** start Dataset records **

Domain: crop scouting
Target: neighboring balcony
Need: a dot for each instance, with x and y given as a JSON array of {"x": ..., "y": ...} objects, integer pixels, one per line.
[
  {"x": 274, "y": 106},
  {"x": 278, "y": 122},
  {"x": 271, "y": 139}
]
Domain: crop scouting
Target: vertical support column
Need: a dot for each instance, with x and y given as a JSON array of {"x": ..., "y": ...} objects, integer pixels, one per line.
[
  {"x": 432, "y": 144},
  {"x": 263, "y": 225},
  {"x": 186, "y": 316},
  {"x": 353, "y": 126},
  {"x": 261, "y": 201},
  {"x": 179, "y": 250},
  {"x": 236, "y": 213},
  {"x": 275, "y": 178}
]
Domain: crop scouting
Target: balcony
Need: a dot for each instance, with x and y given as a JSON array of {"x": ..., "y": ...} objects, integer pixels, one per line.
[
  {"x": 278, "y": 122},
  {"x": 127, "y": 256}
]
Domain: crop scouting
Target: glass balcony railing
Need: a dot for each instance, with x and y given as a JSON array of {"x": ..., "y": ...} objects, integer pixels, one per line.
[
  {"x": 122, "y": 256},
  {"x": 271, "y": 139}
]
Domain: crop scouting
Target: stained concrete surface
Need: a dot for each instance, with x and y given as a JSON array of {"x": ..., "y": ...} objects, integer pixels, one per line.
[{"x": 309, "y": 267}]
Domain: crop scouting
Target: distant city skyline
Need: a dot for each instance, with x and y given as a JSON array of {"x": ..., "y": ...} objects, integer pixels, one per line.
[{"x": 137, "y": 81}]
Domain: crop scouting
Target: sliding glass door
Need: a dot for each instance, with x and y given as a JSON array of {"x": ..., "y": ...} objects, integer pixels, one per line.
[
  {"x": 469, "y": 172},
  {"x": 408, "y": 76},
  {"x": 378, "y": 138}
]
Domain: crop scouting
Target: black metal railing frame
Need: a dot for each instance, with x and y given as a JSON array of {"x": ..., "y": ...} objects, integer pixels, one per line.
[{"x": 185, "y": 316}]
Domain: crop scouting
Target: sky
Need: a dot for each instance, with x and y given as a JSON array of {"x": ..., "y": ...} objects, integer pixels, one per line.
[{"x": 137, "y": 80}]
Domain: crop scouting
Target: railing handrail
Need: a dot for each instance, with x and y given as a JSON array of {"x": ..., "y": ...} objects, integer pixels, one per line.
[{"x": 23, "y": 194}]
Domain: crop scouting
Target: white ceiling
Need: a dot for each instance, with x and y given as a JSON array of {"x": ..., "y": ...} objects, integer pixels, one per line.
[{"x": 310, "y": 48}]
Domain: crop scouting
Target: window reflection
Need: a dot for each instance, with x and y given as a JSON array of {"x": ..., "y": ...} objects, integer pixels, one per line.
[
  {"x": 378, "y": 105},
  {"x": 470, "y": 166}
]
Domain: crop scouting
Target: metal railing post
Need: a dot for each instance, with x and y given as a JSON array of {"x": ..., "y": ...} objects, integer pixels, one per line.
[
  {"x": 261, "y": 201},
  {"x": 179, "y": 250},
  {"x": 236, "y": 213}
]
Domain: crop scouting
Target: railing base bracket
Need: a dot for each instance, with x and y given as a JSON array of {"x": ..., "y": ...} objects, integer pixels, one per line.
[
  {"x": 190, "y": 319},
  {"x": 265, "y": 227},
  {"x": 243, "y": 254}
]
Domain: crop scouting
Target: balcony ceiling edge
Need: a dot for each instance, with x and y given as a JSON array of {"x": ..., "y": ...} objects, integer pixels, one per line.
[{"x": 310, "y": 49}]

** end Dataset records **

Exercise objective:
Copy each line of the data above without altering a single character.

Right answer:
Domain: crop scouting
Target: neighboring balcony
Need: a dot for each instance, with x and y given as a JSON array of {"x": ..., "y": ...} objects, integer pixels, one per line.
[
  {"x": 274, "y": 106},
  {"x": 278, "y": 122},
  {"x": 271, "y": 139}
]
Domain: crop scouting
Target: vertical support column
Need: a dot for each instance, with x and y given as a JSON array of {"x": ..., "y": ...} objects, integer pixels, one per line.
[
  {"x": 432, "y": 144},
  {"x": 263, "y": 225},
  {"x": 186, "y": 316},
  {"x": 353, "y": 126},
  {"x": 261, "y": 201},
  {"x": 179, "y": 250},
  {"x": 236, "y": 213},
  {"x": 275, "y": 178}
]
Domain: crop scouting
Target: balcony
Need: a dot for each instance, with x and y given as a JSON array of {"x": ..., "y": ...} objects, integer pixels, one per line.
[
  {"x": 278, "y": 122},
  {"x": 127, "y": 256}
]
Domain: crop scouting
Target: glass balcony railing
Need: a dot for each instance, with x and y given as a JSON array of {"x": ..., "y": ...} objects, integer pixels, one per line.
[
  {"x": 122, "y": 256},
  {"x": 271, "y": 139}
]
Domain: crop scouting
Target: stained concrete surface
Need: a dot for each instance, with x and y given as a JSON array of {"x": ..., "y": ...} objects, integer pixels, one per line.
[{"x": 309, "y": 267}]
Domain: crop scouting
Target: distant city skyline
Need: a dot for each instance, with x and y given as a JSON array of {"x": ..., "y": ...} objects, integer pixels, one per line.
[{"x": 137, "y": 81}]
Domain: crop scouting
Target: sliding glass door
Need: a dot for each instance, with x and y given as a JSON array of {"x": ..., "y": ...} objects, integer pixels, one per line.
[
  {"x": 469, "y": 172},
  {"x": 408, "y": 76},
  {"x": 378, "y": 138}
]
Domain: crop scouting
Target: black metal railing frame
Need: a dot for each instance, with x and y given as a JSON array of {"x": ..., "y": ...} objects, integer pixels, one per line.
[{"x": 185, "y": 316}]
Domain: crop scouting
Target: sky
Need: a dot for each instance, with x and y given as a JSON array of {"x": ..., "y": ...} objects, integer pixels, one per line.
[{"x": 137, "y": 80}]
Domain: crop scouting
Target: railing handrail
Need: a dot for each instance, with x and y given as a JSON array of {"x": ..., "y": ...} objects, integer pixels, one per line.
[{"x": 23, "y": 194}]
Domain: crop scouting
Target: white ceiling
Need: a dot for each instance, with x and y given as a JSON array of {"x": ..., "y": ...} objects, integer pixels, one per line.
[{"x": 310, "y": 48}]
Domain: crop scouting
Target: window reflection
Need: a dot for each instance, with x and y given as a JSON array of {"x": ..., "y": ...} objects, integer pixels, one per line.
[
  {"x": 378, "y": 105},
  {"x": 470, "y": 166}
]
Domain: crop scouting
Target: metal railing post
Need: a dot for each instance, with x and y given as a JSON array of {"x": ..., "y": ...} objects, integer pixels, one per line.
[
  {"x": 261, "y": 201},
  {"x": 179, "y": 250},
  {"x": 236, "y": 213}
]
Domain: crop scouting
Target: railing base bracket
Need: a dot for each instance, with x and y given as a JSON array of {"x": ..., "y": ...} objects, integer pixels, one per line.
[
  {"x": 190, "y": 319},
  {"x": 265, "y": 227},
  {"x": 243, "y": 254}
]
Domain: crop scouting
Target: balcony ceiling edge
Need: a dot for each instance, with x and y given as a JSON array of {"x": ..., "y": ...} objects, integer pixels, one per line.
[{"x": 310, "y": 49}]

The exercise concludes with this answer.